#### Instrução escrita 1
Formate como tabela Markdown, com as colunas Número e Linha, tudo o que vai da linha da listagem que contém "Accessibility mode: return the bounding box of the flower bud" até o fim da listagem, deixando de fora as linhas em branco.

#### Trecho para leitura
Reflexões sobre a transparência do STF e seus impactos

Por Thássia Alves e Vitor Marchetti 

Supremas Cortes ao redor do mundo, como no Reino Unido e nos EUA, publicizam apenas parte de seus julgamentos

A recente declaração do presidente Luiz Inácio Lula da Silva sobre a não publicidade dos votos dos ministros do Supremo Tribunal Federal (STF) ganhou repercussão na imprensa. Questionamentos apontam para uma possível redução da transparência nos julgamentos da corte. Por outro lado, não se ouviu sobre a relação entre maior transparência e aumento da qualidade das decisões dos ministros. A eficácia dos mecanismos de publicidade e os impactos que produzem são ponto de necessária reflexão. A despeito das conclusões, há espaço para que o debate seja provocado.

A literatura aponta que, ao longo do tempo, a presença do Supremo e dos magistrados na mídia e nos meios de comunicação institucional tem aumentado. A dinâmica que envolve a relação entre a imprensa e a opinião pública, de forma geral, constitui um comportamento midiático que merece ser observado. Processos de comunicação institucional são capazes de influenciar como as instituições são percebidas, agem ou reagem e, portanto, importam para o desenho institucional.

Discussões sobre o impacto dos holofotes da TV Justiça no processo decisório não são novas. Tampouco sobre como a população brasileira percebe e reage à presença da instituição nos meios de comunicação, cuja relação é sempre mediada por eles próprios, sejam eles institucionais ou de mídia. Talvez ainda não se tenham tornado populares ou não ultrapassaram o chamado “muro da academia”, o que reforça que a fala do presidente abre a possibilidade de um debate repleto de sentido.

Na literatura, autores se debruçam sobre a influência dos holofotes da TV Justiça no processo decisório e no comportamento dos ministros (Lopes, 2018) (Hartmann et al, 2017) (Silva e Hübner, 2009). Outros buscam compreender como a população brasileira percebe e reage à presença do STF no cenário público nacional, cuja relação é mediada por esses meios de comunicação (Falcão e Oliveira, 2012). Entre os efeitos observados: o aumento do tamanho dos votos em ações diretas; a redução da produção do colegiado, a publicação de acórdãos em ações diretas; e a maior produção individual dos ministros (Fonte, 2013).

Supremas Cortes ao redor do mundo, como é o caso do Reino Unido e dos Estados Unidos, dedicam-se a publicizar apenas parte de seus julgamentos. As deliberações entre juízes são mantidas em privado.

Autores defendem que a transparência judicial é capaz de produzir efeitos positivos, como aumentar a confiança judicial, conforme descrito por (Grimmelikhuijsen e Klijn, 2015) e a legitimidade judicial (Gibson et al, 2014). No entanto, há questionamentos sobre como é possível construir posições institucionais consistentes (Silva e Hübner) diante dos olhares do grande público. Se, para construir consenso, é necessário que um lado ceda, isso seria mais fácil em situações de maior ou menor exposição?

#### Instrução escrita 2
Indique, para cada afirmação abaixo, se ela está de acordo com o texto sobre a transparência do STF, respondendo sim ou não e citando as palavras do texto que decidem a questão. (a) As Supremas Cortes do Reino Unido e dos Estados Unidos mantêm em privado as deliberações entre juízes. (b) A presença do Supremo e dos magistrados na mídia tem diminuído ao longo do tempo. (c) As discussões sobre o impacto dos holofotes da TV Justiça no processo decisório são recentes.

#### Listagem bruta

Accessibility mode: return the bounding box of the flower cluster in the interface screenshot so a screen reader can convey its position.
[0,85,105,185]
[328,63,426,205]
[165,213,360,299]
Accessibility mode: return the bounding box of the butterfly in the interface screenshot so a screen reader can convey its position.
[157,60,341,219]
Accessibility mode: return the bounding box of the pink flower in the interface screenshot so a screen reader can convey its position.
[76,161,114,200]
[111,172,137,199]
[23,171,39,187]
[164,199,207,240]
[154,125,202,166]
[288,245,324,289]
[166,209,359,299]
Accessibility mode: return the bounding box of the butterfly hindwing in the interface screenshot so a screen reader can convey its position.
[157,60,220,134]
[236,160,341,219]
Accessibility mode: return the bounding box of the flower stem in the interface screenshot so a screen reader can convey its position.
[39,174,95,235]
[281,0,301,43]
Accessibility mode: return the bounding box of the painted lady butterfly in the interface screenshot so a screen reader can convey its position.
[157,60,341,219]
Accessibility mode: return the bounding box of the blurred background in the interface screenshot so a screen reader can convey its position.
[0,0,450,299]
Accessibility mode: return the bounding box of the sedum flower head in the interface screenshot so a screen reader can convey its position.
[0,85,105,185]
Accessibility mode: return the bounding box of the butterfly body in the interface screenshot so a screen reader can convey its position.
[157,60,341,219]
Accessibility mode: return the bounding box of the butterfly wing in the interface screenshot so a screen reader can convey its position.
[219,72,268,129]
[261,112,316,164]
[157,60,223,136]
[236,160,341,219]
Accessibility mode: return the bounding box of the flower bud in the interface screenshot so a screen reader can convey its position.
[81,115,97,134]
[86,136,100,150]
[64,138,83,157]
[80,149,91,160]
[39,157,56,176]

#### Resultado da tarefa 1
| Número | Linha |
|---|---|
| 1 | Accessibility mode: return the bounding box of the flower bud in the interface screenshot so a screen reader can convey its position. |
| 2 | [81,115,97,134] |
| 3 | [86,136,100,150] |
| 4 | [64,138,83,157] |
| 5 | [80,149,91,160] |
| 6 | [39,157,56,176] |

#### Resultado da tarefa 2
(a) Sim: "As deliberações entre juízes são mantidas em privado."
(b) Não: "a presença do Supremo e dos magistrados na mídia e nos meios de comunicação institucional tem aumentado".
(c) Não: "Discussões sobre o impacto dos holofotes da TV Justiça no processo decisório não são novas."